*** Opening Extracted records ***

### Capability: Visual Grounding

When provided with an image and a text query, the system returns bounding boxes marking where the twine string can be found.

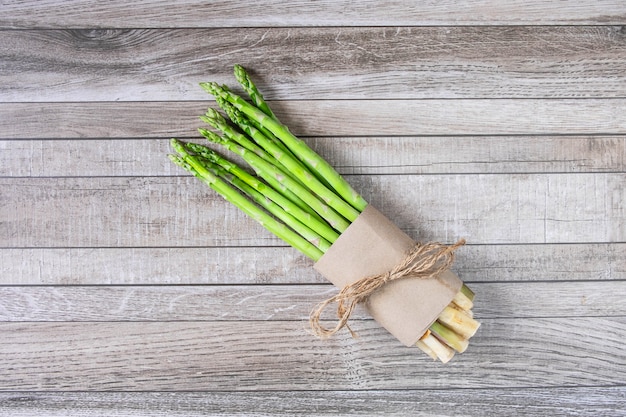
[309,239,465,339]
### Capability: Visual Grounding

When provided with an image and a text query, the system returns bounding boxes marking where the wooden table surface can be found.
[1,1,626,415]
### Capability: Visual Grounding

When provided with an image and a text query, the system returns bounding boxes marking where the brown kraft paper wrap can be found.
[313,205,463,347]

*** Closing Extracted records ***

### Task requirements
Set down exactly, and only, the lines from the one holding "string can be found." to the end of the records above, leaving every picture out.

### Your response
When provided with an image and a text query, the system returns bounding boxes marking where the twine string can be found.

[309,239,465,339]
### Capability: Visual Grounding

When provided with an image and a text query, the system returns bounding boxes marking where the wooden table surface can be found.
[1,1,626,415]
### Capability: Visual Grounding

When provided with an image and a text query, the system returns bounding boxes marking where the brown kraft paper wrap can be found.
[313,205,463,347]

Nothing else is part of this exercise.